(Items from a data source)
—————
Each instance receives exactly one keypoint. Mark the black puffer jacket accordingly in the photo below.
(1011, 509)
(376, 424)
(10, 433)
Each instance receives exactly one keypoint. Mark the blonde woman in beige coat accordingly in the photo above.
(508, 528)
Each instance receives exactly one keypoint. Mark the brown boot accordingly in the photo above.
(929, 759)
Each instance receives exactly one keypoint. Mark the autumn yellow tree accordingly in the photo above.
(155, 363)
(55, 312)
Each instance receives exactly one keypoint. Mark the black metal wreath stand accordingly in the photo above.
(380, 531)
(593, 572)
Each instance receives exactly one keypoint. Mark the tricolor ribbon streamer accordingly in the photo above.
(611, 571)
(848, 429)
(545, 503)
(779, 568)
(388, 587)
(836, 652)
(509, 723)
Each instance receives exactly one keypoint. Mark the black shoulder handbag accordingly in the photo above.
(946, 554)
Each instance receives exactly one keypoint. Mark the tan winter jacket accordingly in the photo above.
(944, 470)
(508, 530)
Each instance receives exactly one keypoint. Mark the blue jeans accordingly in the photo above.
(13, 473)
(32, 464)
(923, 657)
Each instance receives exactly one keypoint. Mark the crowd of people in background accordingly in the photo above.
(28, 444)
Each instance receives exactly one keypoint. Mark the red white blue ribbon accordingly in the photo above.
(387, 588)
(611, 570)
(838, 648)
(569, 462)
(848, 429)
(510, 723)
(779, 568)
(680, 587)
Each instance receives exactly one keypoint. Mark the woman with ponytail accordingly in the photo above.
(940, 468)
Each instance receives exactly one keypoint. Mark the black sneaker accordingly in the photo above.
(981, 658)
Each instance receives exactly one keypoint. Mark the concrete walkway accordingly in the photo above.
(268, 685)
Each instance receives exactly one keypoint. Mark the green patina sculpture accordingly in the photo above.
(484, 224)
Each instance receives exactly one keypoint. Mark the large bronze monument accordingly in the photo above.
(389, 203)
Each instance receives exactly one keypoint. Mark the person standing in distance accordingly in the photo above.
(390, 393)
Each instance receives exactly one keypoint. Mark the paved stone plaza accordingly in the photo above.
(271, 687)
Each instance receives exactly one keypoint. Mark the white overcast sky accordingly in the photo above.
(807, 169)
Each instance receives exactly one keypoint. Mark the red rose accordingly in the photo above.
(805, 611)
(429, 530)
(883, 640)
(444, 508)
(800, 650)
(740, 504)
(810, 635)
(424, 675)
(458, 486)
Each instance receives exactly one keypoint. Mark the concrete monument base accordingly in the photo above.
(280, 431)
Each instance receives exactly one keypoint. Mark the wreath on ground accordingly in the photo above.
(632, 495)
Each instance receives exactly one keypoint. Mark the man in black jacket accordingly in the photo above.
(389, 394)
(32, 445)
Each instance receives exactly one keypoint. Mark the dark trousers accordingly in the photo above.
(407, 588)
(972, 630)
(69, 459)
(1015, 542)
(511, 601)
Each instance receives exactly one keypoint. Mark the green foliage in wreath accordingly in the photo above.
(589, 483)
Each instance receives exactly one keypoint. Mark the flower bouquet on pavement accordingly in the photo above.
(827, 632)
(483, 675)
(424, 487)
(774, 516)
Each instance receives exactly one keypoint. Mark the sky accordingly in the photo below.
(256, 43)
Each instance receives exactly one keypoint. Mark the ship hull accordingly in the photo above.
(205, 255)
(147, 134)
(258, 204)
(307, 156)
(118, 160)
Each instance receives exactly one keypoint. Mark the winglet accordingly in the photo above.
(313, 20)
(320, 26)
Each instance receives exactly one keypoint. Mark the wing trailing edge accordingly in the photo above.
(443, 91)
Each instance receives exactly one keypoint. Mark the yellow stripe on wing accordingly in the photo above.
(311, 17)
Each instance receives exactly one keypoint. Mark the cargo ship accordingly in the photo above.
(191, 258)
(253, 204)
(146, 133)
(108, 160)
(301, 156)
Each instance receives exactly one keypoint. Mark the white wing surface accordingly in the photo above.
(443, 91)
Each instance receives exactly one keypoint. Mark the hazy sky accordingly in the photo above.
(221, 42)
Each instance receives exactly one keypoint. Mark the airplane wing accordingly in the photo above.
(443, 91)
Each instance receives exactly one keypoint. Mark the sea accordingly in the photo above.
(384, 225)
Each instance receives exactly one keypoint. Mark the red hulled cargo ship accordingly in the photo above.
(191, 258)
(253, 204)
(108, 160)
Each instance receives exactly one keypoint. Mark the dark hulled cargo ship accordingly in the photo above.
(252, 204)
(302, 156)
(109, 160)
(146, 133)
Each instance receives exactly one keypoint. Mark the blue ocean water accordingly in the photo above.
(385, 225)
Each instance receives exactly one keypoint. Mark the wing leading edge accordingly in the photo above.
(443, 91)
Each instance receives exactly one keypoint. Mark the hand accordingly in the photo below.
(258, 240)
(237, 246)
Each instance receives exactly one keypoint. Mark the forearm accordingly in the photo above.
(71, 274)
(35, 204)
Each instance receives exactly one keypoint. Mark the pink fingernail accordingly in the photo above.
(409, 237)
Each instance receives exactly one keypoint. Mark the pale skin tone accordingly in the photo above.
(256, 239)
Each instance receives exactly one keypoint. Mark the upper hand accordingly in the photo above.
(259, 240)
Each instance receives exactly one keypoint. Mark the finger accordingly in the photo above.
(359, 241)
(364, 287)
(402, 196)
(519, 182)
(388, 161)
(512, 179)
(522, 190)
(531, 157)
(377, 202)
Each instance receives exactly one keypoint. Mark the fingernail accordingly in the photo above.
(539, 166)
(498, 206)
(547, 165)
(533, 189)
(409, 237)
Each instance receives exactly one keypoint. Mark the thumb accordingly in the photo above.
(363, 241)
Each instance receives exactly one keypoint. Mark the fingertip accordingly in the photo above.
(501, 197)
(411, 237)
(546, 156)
—————
■ Action item
Reproduce each entry above without a single difference.

■ Response to this exercise
Each instance receives exactly one keypoint. Mark the black puffer jacket accordingly in the photo below.
(1011, 509)
(376, 424)
(10, 433)
Each instance receives exactly one keypoint. Mark the blonde woman in beige coat accordingly in the photo above.
(508, 528)
Each instance receives exactly one keypoint. Mark the brown boot accordingly in the photo above.
(929, 759)
Each instance receives exactly one keypoint. Mark the autumn yellow tree accordingly in the photo above.
(155, 363)
(55, 312)
Each instance receives exactly one keypoint. Mark the black metal wreath stand accordingly in the photo above.
(380, 531)
(593, 572)
Each instance receives exactly one keypoint. Mark the tricolor ribbon streamer accordingly in the photo above.
(611, 571)
(848, 429)
(545, 503)
(779, 568)
(388, 587)
(836, 652)
(509, 723)
Each instance receives exactly one keypoint. Mark the black shoulder handbag accordingly in the photo above.
(946, 554)
Each instance receives exactly one keypoint. Mark the tan winter jacket accordingly in the photo above.
(944, 470)
(508, 530)
Each instance receives exactly one keypoint. Mark the blue jeans accordingly in the photo above.
(13, 473)
(32, 464)
(923, 657)
Each instance receives exactly one keypoint. Mark the crowd of people in background accordingly in the photo above.
(28, 444)
Each instance receives exactly one keypoint. Mark the red white blue ribbon accordingly in the photo above.
(387, 588)
(611, 570)
(838, 648)
(569, 462)
(848, 429)
(510, 723)
(779, 568)
(680, 587)
Each instance receives exactly one keypoint. Mark the woman with ponytail accordingly in the photo above.
(940, 468)
Each instance receives exactly one keypoint. Mark the black sneaker accordingly in the photo above.
(981, 658)
Each instance receives exactly one keypoint. Mark the concrete walkway accordingly in the photo above.
(268, 685)
Each instance receives exactly one keypoint. Mark the green patina sculpture accordingly in the photo above.
(484, 224)
Each instance receives exactly one keypoint. Mark the large bronze monument accordingly in the photo above.
(389, 203)
Each instance receives exactly one keypoint. Mark the person standing in distance accordingly in the photo above.
(390, 393)
Each instance receives exactly one keypoint. Mark the paved stone plaza accordingly in the photo above.
(271, 687)
Each instance receives exactly one keypoint. Mark the white overcast sky accordingly in the photo above.
(807, 169)
Each instance receives exactly one keypoint. Mark the red rose accordingly in the photo above.
(805, 611)
(429, 530)
(883, 640)
(444, 508)
(800, 650)
(740, 504)
(810, 635)
(424, 675)
(458, 486)
Each instance receives exactly one keypoint. Mark the concrete monument base accordingly in the photo above.
(280, 431)
Each instance receives exactly one keypoint. Mark the wreath on ground accordingly in the photo above.
(632, 495)
Each instance receives exactly one keypoint. Mark the man in black jacket accordingly in the photo above.
(389, 394)
(32, 445)
Each instance receives exactly one keypoint. Mark the dark trousers accordingly in the photo above.
(407, 588)
(972, 630)
(69, 459)
(1015, 542)
(511, 601)
Each instance receives exactly one keypoint. Mark the green foliage in wreath accordingly in the photo above.
(589, 483)
Each instance receives exactly one keypoint. Mark the flower bouquet on pavement accordingly in the photo above.
(827, 632)
(483, 675)
(424, 487)
(774, 516)
Each instance receives exactly one keypoint. Mark the sky accordingly in the photo below.
(256, 43)
Each instance receives exactly one keypoint. Mark the ship hull accordingly in the photo above.
(205, 255)
(147, 134)
(258, 204)
(307, 156)
(118, 160)
Each instance receives exactly one keypoint. Mark the winglet accordingly in the photo above.
(313, 20)
(320, 26)
Each instance receives exactly one keypoint. Mark the wing trailing edge accordingly in the photo above.
(443, 91)
Each instance receives exactly one keypoint. Mark the yellow stripe on wing accordingly in the photo above.
(311, 17)
Each instance receives exactly one keypoint. Mark the cargo ship accordingly in the photo above.
(191, 258)
(253, 204)
(146, 133)
(108, 160)
(301, 156)
Each instance receives exactly one keypoint. Mark the white wing surface accordingly in the photo above.
(443, 91)
Each instance receives exactly one keypoint. Mark the hazy sky accordingly in the photo above.
(221, 42)
Each instance receives exactly one keypoint. Mark the airplane wing accordingly in the photo above.
(443, 91)
Each instance receives exactly one keypoint. Mark the sea accordingly in the photo above.
(384, 225)
Each instance receives exactly one keypoint. Mark the red hulled cargo ship accordingly in the photo above.
(191, 258)
(253, 204)
(108, 160)
Each instance receives exactly one keypoint. Mark the dark hulled cargo ship accordingly in the photo above.
(252, 204)
(302, 156)
(109, 160)
(146, 133)
Each instance receives exactly one keypoint. Mark the blue ocean water accordingly in the photo above.
(385, 225)
Each instance receives exactly one keypoint. Mark the wing leading edge accordingly in the photo above.
(443, 91)
Each instance receives exactly one keypoint. Mark the hand accordingly in the photo below.
(258, 240)
(237, 246)
Each instance receives exactly one keypoint. Mark the forearm accordingly in the photo above.
(71, 274)
(35, 204)
Each instance receives exactly one keypoint. Mark the pink fingernail accordingly in the photo above.
(409, 237)
Each instance receives exactly one keypoint. Mark the pale skin tone accordingly in the photo above.
(256, 239)
Each instance receives exactly one keypoint. Mark the upper hand accordingly in the photo above.
(259, 240)
Each instance receives exactly one keypoint. Mark the finger accordingly in the photo above.
(359, 241)
(364, 287)
(402, 196)
(519, 182)
(388, 161)
(512, 179)
(522, 190)
(531, 157)
(377, 202)
Each instance receives exactly one keypoint. Mark the fingernail accordingly in the photo above.
(539, 166)
(498, 206)
(547, 165)
(533, 189)
(409, 237)
Each instance receives exactly one keypoint. Mark the thumb accordingly in the photo above.
(363, 241)
Each instance receives exactly one keypoint. Mark the fingertip accordingly in the photo above.
(501, 197)
(411, 237)
(546, 156)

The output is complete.